SUPPLIED DATA:

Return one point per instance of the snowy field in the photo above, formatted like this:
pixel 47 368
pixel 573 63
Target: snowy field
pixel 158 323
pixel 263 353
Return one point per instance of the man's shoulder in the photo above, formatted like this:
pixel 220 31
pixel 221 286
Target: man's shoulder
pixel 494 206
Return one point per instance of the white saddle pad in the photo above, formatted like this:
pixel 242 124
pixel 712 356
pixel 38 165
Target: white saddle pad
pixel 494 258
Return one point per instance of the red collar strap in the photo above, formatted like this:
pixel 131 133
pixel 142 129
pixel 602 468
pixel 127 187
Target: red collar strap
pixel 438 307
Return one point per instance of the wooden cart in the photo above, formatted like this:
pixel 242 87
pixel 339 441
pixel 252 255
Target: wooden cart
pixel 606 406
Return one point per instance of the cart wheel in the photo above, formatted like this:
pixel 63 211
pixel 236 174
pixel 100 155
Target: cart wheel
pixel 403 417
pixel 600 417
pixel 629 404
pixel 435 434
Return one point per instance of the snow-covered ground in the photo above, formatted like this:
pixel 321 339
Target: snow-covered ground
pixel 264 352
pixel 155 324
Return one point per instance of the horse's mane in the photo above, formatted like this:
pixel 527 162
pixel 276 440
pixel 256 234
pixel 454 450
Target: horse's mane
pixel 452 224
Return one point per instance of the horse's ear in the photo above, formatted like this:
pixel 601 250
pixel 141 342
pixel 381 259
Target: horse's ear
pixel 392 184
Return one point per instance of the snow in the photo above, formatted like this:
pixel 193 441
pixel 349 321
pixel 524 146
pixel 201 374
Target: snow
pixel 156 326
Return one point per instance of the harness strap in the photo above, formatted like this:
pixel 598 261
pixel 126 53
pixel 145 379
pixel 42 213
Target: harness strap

REQUIRED WORK: Return an exact copy of the listing above, complete in every line.

RESULT OF THE EXERCISE:
Return one point per instance of the snowy field in the photo above, formatted like this:
pixel 47 368
pixel 573 63
Target: snowy field
pixel 158 323
pixel 263 353
Return one point per instance of the man's shoulder in the photo above, formatted like this:
pixel 220 31
pixel 221 286
Target: man's shoulder
pixel 494 206
Return one point per instance of the white saddle pad in the photo above, formatted like this:
pixel 242 124
pixel 712 356
pixel 38 165
Target: white saddle pad
pixel 494 258
Return one point per instance of the red collar strap in the photo above, formatted like this:
pixel 131 133
pixel 142 129
pixel 602 468
pixel 127 187
Target: red collar strap
pixel 438 307
Return one point per instance of the wooden cart in the photo above, formatted like this:
pixel 242 87
pixel 339 441
pixel 252 255
Target: wooden cart
pixel 606 406
Return one point per instance of the cart wheel in the photo above, formatted like this:
pixel 63 211
pixel 236 174
pixel 100 155
Target: cart wheel
pixel 403 417
pixel 600 417
pixel 629 404
pixel 435 434
Return one point per instance of the snow-covered ground in the photo above, formatted like this:
pixel 321 339
Target: snow-covered ground
pixel 264 352
pixel 155 324
Return one point per instance of the horse's mane in the photo above, formatted like this:
pixel 527 162
pixel 276 440
pixel 256 234
pixel 454 450
Target: horse's mane
pixel 452 224
Return one point per instance of the horse's ear in the photo above, formatted like this:
pixel 601 250
pixel 141 342
pixel 381 259
Target: horse's ear
pixel 392 184
Return one point per instance of the snow in the photo above, formatted like this:
pixel 193 441
pixel 349 321
pixel 524 146
pixel 201 374
Target: snow
pixel 156 326
Return one point per instance of the harness strap in the photo above, formatted like this:
pixel 598 261
pixel 126 53
pixel 145 379
pixel 42 213
Target: harness strap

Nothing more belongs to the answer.